### Objective:
Can you write out the stretch of the motorcycle article that begins with "As soon as Honda" and ends with "a regular basis.", swapping "Yamaha" for "Suzuki"?

Honda finally stepped up to challenge the 250cc street bike market with the CBR250R, released back in 2011. Sales were brisk for the $3995 (non-ABS) machines, as new riders flocked to grab up something light and easy to handle. The Honda was a single cylinder machine (76x55mm) with DOHC and 4 valve cylinder head. Outfitted with fuel injection and a close-ratio, six-speed transmission, rider reviews were mostly positive except for the lack of horsepower (just under 24hp) in comparison to the prevailing 250 Ninja machines which had been on the market for over 20 years. Weighing in at around 350 lbs, with 17” wheels/tires, the bikes were nimble and incredibly economical (in the range of 60-80mpg).
Kawasaki countered with a new 296cc Ninja 300, which made some 34 horsepower and weighed little more than the Honda. Now behind a good 10 horsepower, Honda stepped up by enlarging the 250 engine to 286cc with a fresh 76x63mm engine upgrade. That added another 3-4 horsepower to virtually the same chassis as the 250 models, giving a top speed right at 100mph. Gas mileage was now rated at 71mpg. Those who were so taken with the 250s stepped up to grab the CBR300R editions, which had risen about $400 over the old 250cc pricing.
As soon as Honda announced the enlarged model, all Hell broke loose as Yamaha stepped in with a new 321cc parallel twin, then KTM stepped up with a flyweight version of their 390cc Enduro machine in full street bike configuration with horsepower ratings up into the mid-high 30s.
As with everything known in the universe now, there are CBR300R blogs/forums where owners can share their joys and woes of these mini-sport machines, which are manufactured in Indonesia. More than a few entries noted, that like the 250s, these new 300R models tended to use oil faster than expected, causing some oil starvation failures when the level got too low. The engines only hold 1.9L (around 2 quarts), so those reporting oil consumption of a quart per 1,000 miles got themselves in trouble when the failed to check the little oil level window on a regular basis.
Bill has had some fascination about these little machines but had not thrown a leg over any of them except at a dealer’s showroom floor. As can be imagined, when the CBR300R models were released, any leftover CBR250R machines sat unappreciated for weeks and months at a time on the dealer’s floors. Use machine prices have plummeted into the $2000-2500 range, even with very low miles accumulated. A recent Craigslist posting showed up recently with details showing as “2015 CBR300R needs new engine.” A quick call to the seller revealed that he was the 2nd owner and was using the bike for commuting about 50 miles a day. He had changed the oil and filter 2,000 miles previously and just rode the bike daily without checking the level. His commute came to an abrupt halt when the engine “slowed down” on the freeway at about 70mph and failed to restart for more than a few seconds.
The bike was taken to a nearby Honda dealer who noted a distinct lack of oil then estimated a $800 charge to remove the engine and determine the damage (price was not a repair cost). Apparently they started the engine with some added oil so it was up to the mark, but it did the same routine… start for about 10 seconds, then stalled, start for 5 seconds, then stalled, then did not turn over at all. So, it went up for sale as-is and subsequently was transported to Casa De Honda for teardown and determination of the extent of damages. Running an engine out of oil can do massive damage to most small motorcycle engines. Generally the piston is the “fuse” when the oil runs low and sticks/seizes to the cylinder bore. In chats with friends who work at Honda dealers, one had come in with a seized piston and the piston and cylinder were covered by warranty. Unfortunately, the 1 year warranty had expired in early Sept. so it isn’t looking like any help from Honda is forthcoming.

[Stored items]
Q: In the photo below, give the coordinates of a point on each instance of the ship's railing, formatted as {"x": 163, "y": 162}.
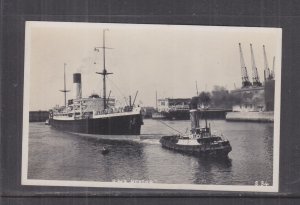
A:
{"x": 114, "y": 110}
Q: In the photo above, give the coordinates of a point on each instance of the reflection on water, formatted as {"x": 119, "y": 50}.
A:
{"x": 66, "y": 156}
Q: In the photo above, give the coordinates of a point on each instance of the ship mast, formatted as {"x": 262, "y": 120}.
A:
{"x": 64, "y": 90}
{"x": 104, "y": 72}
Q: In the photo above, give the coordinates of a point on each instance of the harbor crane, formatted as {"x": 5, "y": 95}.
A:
{"x": 245, "y": 78}
{"x": 268, "y": 74}
{"x": 255, "y": 77}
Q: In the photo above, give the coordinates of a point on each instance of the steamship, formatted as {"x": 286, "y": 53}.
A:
{"x": 95, "y": 114}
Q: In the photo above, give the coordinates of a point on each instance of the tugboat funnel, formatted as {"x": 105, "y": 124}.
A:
{"x": 77, "y": 85}
{"x": 194, "y": 120}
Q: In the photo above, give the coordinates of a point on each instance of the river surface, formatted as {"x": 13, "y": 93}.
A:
{"x": 57, "y": 155}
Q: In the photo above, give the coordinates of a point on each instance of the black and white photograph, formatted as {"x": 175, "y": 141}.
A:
{"x": 141, "y": 106}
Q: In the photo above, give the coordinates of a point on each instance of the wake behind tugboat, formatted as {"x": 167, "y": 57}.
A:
{"x": 199, "y": 142}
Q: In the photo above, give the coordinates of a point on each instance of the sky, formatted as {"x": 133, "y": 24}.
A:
{"x": 168, "y": 59}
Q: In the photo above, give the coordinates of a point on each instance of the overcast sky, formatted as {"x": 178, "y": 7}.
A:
{"x": 148, "y": 58}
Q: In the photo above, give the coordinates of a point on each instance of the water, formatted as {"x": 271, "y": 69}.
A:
{"x": 56, "y": 155}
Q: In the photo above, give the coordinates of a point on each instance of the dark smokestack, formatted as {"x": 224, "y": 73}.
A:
{"x": 77, "y": 85}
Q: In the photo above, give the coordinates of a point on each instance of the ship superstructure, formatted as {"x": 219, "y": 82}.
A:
{"x": 96, "y": 115}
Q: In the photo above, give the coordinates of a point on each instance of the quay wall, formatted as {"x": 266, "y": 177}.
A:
{"x": 250, "y": 116}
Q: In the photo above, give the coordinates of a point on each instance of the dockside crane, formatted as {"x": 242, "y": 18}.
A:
{"x": 255, "y": 77}
{"x": 245, "y": 78}
{"x": 268, "y": 74}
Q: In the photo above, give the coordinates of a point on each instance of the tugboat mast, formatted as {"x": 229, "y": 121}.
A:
{"x": 64, "y": 90}
{"x": 104, "y": 73}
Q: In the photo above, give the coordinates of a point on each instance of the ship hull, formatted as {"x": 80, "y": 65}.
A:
{"x": 117, "y": 125}
{"x": 170, "y": 142}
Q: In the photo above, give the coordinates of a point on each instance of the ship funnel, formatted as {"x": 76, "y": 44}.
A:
{"x": 77, "y": 85}
{"x": 194, "y": 120}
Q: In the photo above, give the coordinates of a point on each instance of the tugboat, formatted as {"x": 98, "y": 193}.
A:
{"x": 199, "y": 142}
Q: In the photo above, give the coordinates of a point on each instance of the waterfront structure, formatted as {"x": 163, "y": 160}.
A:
{"x": 256, "y": 99}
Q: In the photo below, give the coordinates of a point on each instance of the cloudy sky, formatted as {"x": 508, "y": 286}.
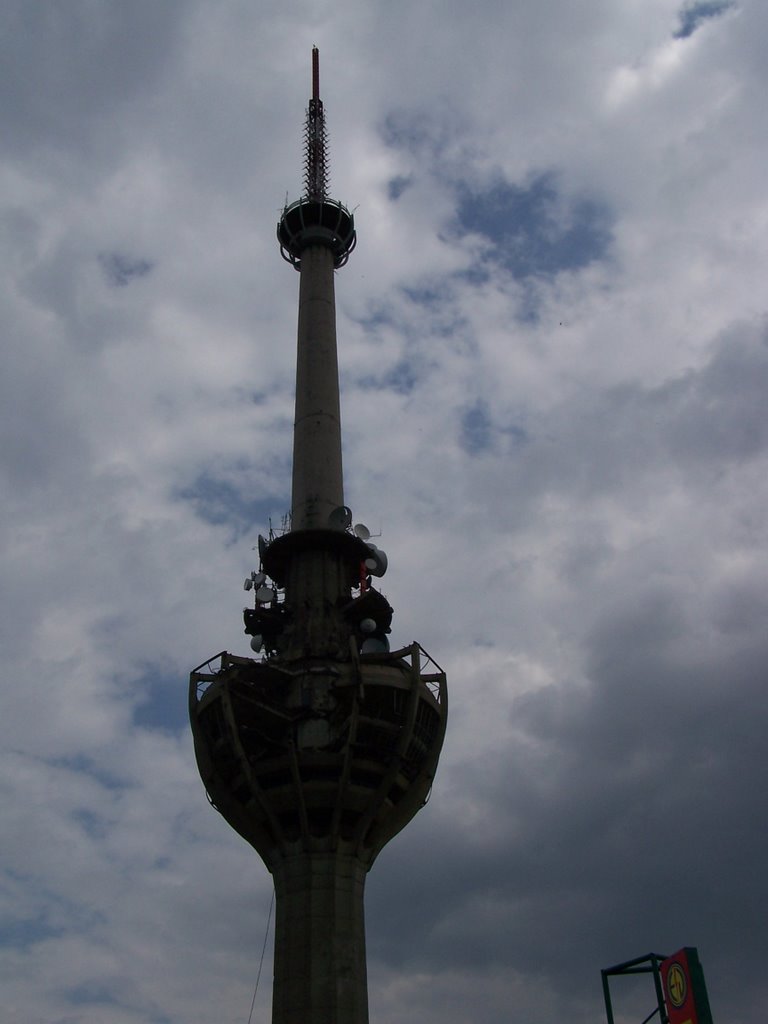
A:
{"x": 554, "y": 360}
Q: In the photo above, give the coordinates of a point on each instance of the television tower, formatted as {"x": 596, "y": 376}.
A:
{"x": 324, "y": 747}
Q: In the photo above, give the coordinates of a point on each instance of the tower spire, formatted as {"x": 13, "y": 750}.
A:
{"x": 325, "y": 748}
{"x": 315, "y": 174}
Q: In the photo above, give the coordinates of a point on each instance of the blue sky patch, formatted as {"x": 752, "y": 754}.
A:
{"x": 162, "y": 701}
{"x": 693, "y": 14}
{"x": 534, "y": 230}
{"x": 27, "y": 933}
{"x": 475, "y": 428}
{"x": 396, "y": 186}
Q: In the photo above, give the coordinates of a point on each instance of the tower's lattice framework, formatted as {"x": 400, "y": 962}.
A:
{"x": 325, "y": 748}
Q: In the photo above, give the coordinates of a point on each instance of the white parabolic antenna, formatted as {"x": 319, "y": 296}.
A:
{"x": 377, "y": 562}
{"x": 340, "y": 518}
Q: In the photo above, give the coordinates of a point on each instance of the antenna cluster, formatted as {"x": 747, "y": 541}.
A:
{"x": 315, "y": 138}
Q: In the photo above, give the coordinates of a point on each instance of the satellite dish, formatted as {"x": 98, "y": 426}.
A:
{"x": 340, "y": 518}
{"x": 375, "y": 645}
{"x": 377, "y": 562}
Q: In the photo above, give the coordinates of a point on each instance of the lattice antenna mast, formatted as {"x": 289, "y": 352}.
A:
{"x": 316, "y": 139}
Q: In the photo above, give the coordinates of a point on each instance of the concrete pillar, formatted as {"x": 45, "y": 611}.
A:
{"x": 320, "y": 940}
{"x": 317, "y": 485}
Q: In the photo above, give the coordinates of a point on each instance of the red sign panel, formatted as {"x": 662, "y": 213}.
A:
{"x": 684, "y": 989}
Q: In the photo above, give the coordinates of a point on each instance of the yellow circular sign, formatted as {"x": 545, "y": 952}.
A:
{"x": 677, "y": 985}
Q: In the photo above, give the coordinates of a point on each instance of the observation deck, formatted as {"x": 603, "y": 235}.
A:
{"x": 326, "y": 757}
{"x": 316, "y": 221}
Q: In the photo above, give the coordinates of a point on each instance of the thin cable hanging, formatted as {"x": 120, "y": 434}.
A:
{"x": 261, "y": 962}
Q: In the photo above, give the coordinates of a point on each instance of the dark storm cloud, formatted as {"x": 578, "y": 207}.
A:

### Written response:
As soon as Honda announced the enlarged model, all Hell broke loose as Suzuki stepped in with a new 321cc parallel twin, then KTM stepped up with a flyweight version of their 390cc Enduro machine in full street bike configuration with horsepower ratings up into the mid-high 30s.
As with everything known in the universe now, there are CBR300R blogs/forums where owners can share their joys and woes of these mini-sport machines, which are manufactured in Indonesia. More than a few entries noted, that like the 250s, these new 300R models tended to use oil faster than expected, causing some oil starvation failures when the level got too low. The engines only hold 1.9L (around 2 quarts), so those reporting oil consumption of a quart per 1,000 miles got themselves in trouble when the failed to check the little oil level window on a regular basis.